» **Task to carry out**
Lines with the word "locate" are the answer; copy each of them from the data below.

(Available data begins)

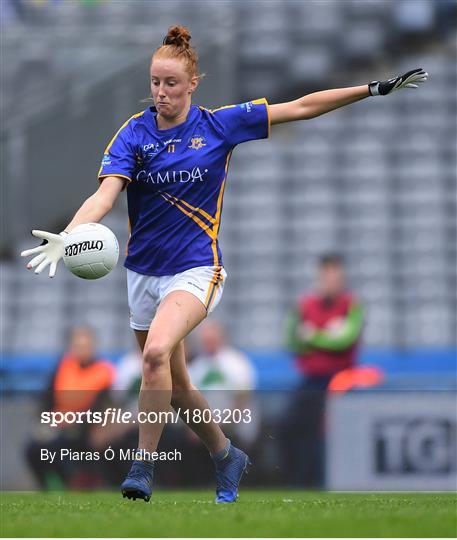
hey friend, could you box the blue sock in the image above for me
[211,439,231,462]
[134,449,155,466]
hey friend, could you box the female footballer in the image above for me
[21,25,427,503]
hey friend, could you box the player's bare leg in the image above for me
[134,332,227,455]
[169,340,228,453]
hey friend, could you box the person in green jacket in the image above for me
[281,253,364,486]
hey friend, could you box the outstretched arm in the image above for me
[270,85,369,124]
[269,68,428,126]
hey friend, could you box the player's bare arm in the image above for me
[21,176,125,277]
[64,176,125,232]
[270,85,369,124]
[269,68,428,125]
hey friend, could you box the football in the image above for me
[63,223,119,279]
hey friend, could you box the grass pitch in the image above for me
[1,490,456,537]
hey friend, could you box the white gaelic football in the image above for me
[63,223,119,279]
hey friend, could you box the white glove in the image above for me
[21,230,68,278]
[369,68,428,96]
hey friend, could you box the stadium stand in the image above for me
[1,0,456,360]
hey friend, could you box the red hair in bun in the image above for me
[153,25,200,78]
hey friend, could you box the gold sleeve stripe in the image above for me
[98,174,132,184]
[206,104,237,114]
[252,97,270,138]
[202,100,270,137]
[103,110,145,155]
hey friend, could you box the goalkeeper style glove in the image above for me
[368,68,428,96]
[21,230,68,278]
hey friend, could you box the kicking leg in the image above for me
[168,328,251,503]
[170,340,227,454]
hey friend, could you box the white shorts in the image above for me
[127,265,227,331]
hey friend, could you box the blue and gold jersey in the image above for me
[98,100,270,276]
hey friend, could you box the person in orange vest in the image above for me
[25,326,114,490]
[281,253,364,487]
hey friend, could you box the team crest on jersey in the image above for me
[188,136,207,150]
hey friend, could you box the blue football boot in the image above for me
[213,441,251,503]
[121,458,154,502]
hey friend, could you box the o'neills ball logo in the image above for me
[65,240,104,256]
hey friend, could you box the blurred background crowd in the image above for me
[1,0,456,491]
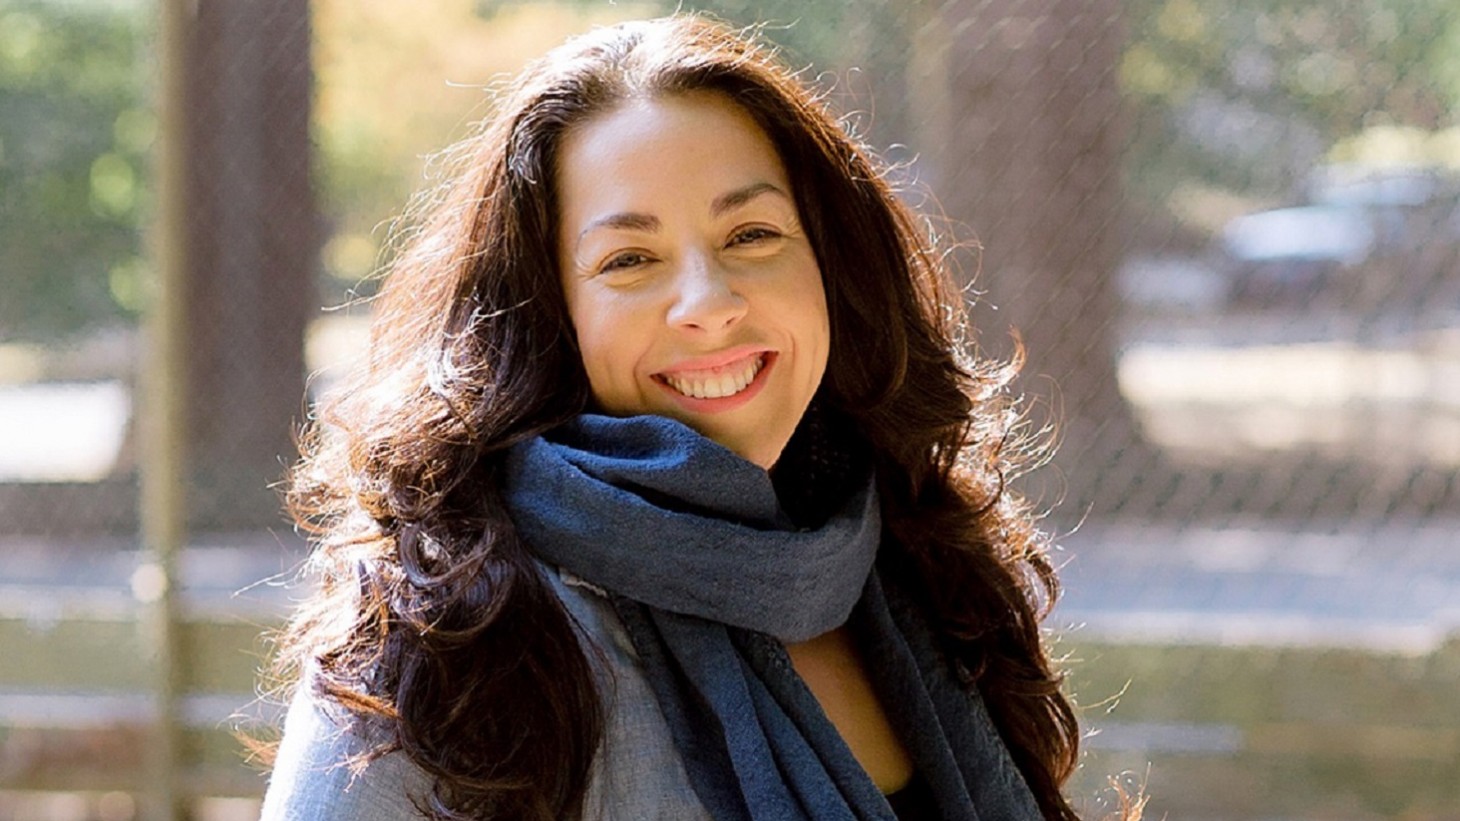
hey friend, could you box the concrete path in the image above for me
[2,518,1457,653]
[1053,517,1460,653]
[0,530,306,623]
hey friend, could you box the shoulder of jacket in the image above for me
[260,685,434,821]
[537,560,641,663]
[534,561,715,821]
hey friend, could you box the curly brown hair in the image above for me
[271,13,1080,820]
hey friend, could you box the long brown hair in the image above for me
[273,14,1079,820]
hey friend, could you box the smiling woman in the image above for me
[261,13,1089,821]
[558,93,829,469]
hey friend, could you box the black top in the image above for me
[886,772,939,820]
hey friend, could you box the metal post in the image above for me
[140,0,190,817]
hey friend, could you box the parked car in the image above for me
[1216,165,1460,307]
[1218,204,1375,304]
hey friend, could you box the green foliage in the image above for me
[12,0,1460,339]
[676,0,924,152]
[1121,0,1460,225]
[474,0,928,159]
[673,0,905,66]
[311,0,657,303]
[0,0,921,336]
[0,0,150,342]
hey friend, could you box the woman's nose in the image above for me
[666,257,748,333]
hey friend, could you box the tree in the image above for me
[0,1,148,341]
[934,0,1138,517]
[173,0,317,529]
[1120,0,1460,223]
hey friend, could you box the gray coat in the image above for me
[259,565,714,820]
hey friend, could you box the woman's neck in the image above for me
[783,625,914,794]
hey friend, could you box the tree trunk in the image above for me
[934,0,1147,519]
[179,0,317,530]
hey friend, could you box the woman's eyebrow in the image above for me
[710,181,789,217]
[577,212,661,244]
[575,182,789,247]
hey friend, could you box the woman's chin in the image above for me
[698,425,790,470]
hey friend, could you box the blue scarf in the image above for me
[505,414,1044,821]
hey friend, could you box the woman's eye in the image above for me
[728,226,781,247]
[599,251,651,274]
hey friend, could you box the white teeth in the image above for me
[663,355,764,399]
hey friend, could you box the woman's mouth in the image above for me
[658,353,766,399]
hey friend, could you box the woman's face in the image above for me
[556,92,829,469]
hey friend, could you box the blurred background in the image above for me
[1,0,1457,818]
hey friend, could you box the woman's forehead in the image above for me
[560,95,787,185]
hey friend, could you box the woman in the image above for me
[263,13,1083,821]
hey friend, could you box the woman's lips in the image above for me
[653,351,775,412]
[659,353,765,399]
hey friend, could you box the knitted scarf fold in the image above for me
[504,414,1043,821]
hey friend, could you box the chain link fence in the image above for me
[1,0,1456,818]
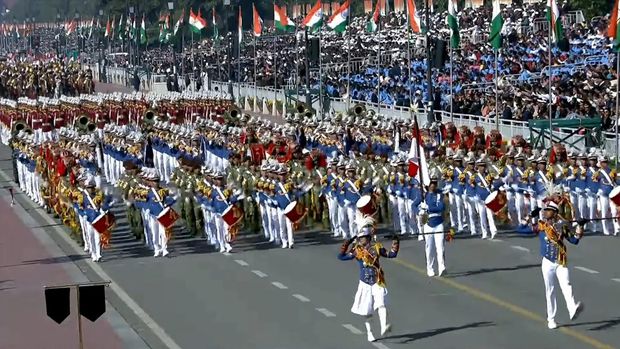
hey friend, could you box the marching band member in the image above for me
[518,202,584,329]
[585,151,601,233]
[406,175,423,239]
[145,172,177,257]
[335,159,348,238]
[513,152,529,223]
[256,164,272,241]
[323,159,341,237]
[564,152,580,220]
[211,171,240,253]
[81,177,113,262]
[275,166,297,249]
[474,157,498,239]
[449,152,466,233]
[463,155,478,235]
[596,155,617,236]
[338,216,399,342]
[344,162,372,239]
[419,174,446,277]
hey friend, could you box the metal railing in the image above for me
[212,81,617,152]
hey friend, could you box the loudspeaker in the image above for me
[432,39,448,69]
[308,38,319,63]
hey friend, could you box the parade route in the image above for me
[1,143,619,349]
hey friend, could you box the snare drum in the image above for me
[283,201,307,224]
[356,195,377,217]
[157,207,180,228]
[485,190,507,213]
[92,211,116,234]
[222,205,244,227]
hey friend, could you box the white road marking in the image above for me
[251,270,268,278]
[222,252,232,257]
[490,239,504,242]
[342,324,363,335]
[611,278,620,283]
[292,294,311,302]
[372,342,391,349]
[271,282,288,289]
[234,259,249,266]
[510,245,530,252]
[316,308,336,317]
[574,266,599,274]
[0,169,183,349]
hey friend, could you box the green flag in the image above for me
[488,0,503,50]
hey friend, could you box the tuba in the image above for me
[295,103,314,118]
[349,104,366,117]
[144,109,156,123]
[228,105,241,119]
[78,114,89,128]
[12,120,28,135]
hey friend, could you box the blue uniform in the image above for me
[338,243,398,285]
[517,220,579,265]
[424,191,445,227]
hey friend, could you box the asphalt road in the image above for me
[1,142,619,349]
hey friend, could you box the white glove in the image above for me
[419,202,429,211]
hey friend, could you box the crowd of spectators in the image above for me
[4,2,617,128]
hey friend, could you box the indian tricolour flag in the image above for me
[274,4,294,32]
[302,0,323,33]
[189,8,206,33]
[104,17,111,38]
[406,0,421,33]
[327,0,350,33]
[546,0,563,42]
[212,8,219,40]
[447,0,459,48]
[140,15,147,45]
[367,0,383,33]
[253,3,263,37]
[173,9,184,36]
[238,6,243,45]
[488,0,503,50]
[608,0,620,51]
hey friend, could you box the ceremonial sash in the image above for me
[477,173,489,189]
[515,167,524,177]
[347,179,360,193]
[600,169,613,186]
[538,170,550,185]
[278,182,291,201]
[214,186,229,205]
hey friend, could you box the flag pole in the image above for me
[449,41,453,123]
[616,51,620,172]
[318,23,324,119]
[376,5,382,119]
[191,27,195,77]
[494,48,499,130]
[294,1,300,105]
[273,3,278,113]
[406,3,413,121]
[254,33,258,110]
[237,6,241,101]
[273,33,277,112]
[346,3,351,111]
[548,13,553,148]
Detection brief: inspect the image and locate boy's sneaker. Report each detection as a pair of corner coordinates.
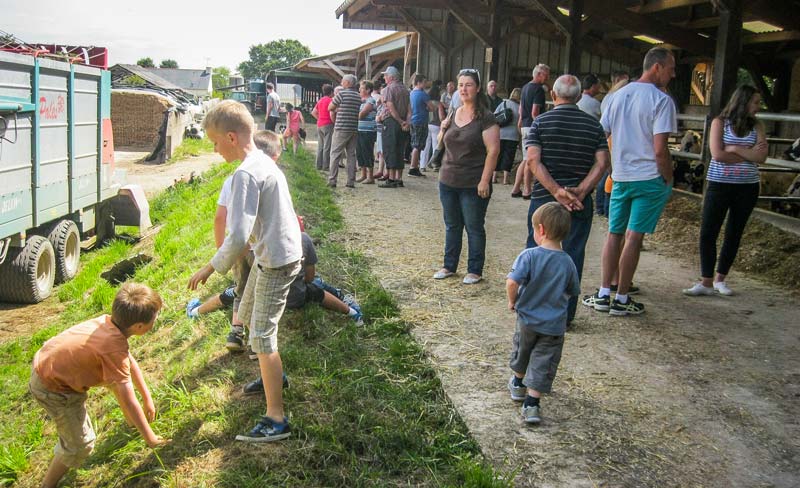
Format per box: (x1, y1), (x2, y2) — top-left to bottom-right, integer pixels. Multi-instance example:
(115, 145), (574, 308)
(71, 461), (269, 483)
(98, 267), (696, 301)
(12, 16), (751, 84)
(682, 283), (715, 296)
(186, 298), (201, 319)
(522, 404), (541, 424)
(342, 293), (357, 307)
(225, 330), (245, 352)
(581, 291), (610, 312)
(610, 283), (640, 295)
(714, 281), (734, 296)
(235, 416), (291, 443)
(242, 373), (290, 396)
(609, 297), (645, 316)
(408, 168), (424, 177)
(248, 347), (258, 361)
(508, 376), (526, 402)
(350, 303), (364, 326)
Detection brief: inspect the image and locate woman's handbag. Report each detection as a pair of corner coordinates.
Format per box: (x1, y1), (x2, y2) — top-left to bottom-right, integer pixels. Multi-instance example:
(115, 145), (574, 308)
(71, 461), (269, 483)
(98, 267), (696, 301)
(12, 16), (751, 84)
(428, 113), (451, 169)
(494, 100), (513, 127)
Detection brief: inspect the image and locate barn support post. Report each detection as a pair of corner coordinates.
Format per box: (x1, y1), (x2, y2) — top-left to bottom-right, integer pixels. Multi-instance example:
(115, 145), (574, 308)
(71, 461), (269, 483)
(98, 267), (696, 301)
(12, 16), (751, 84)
(566, 0), (585, 75)
(709, 0), (743, 117)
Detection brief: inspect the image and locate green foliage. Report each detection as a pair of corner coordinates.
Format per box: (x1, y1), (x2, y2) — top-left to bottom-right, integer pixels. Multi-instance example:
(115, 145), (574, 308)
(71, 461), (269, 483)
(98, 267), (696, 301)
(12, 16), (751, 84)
(237, 39), (312, 79)
(136, 57), (154, 68)
(159, 59), (179, 69)
(166, 137), (215, 163)
(212, 66), (231, 100)
(120, 74), (146, 86)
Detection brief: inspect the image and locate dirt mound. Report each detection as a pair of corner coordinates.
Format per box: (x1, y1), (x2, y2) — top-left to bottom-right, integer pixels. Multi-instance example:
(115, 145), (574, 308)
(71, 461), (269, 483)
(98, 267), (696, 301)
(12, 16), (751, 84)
(652, 194), (800, 292)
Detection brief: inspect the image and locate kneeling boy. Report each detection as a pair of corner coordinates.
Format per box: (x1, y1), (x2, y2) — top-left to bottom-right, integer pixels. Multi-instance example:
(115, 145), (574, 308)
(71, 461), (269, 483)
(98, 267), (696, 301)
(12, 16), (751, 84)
(506, 202), (580, 424)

(Available data ends)

» **Solution below**
Detection brief: inspect the image and locate boy's sneaker. Report each detection as a pair of corner coordinates.
Detection brief: inspect the image and locate woman's handbag. Report each detection as a pair of corner coordinates.
Detection brief: inspect the image and locate barn support post. Report each detection as a pair of corner coordinates.
Detection brief: inspect the image and locate green foliage. Report each detection as a pair of corner coordinates.
Detection brief: inspect the image and locate dirt mound. Report each detection as a pair of corner coordinates.
Detection brief: inspect the image and locate kneeling boy. Report each detection as a pair of corner coordinates.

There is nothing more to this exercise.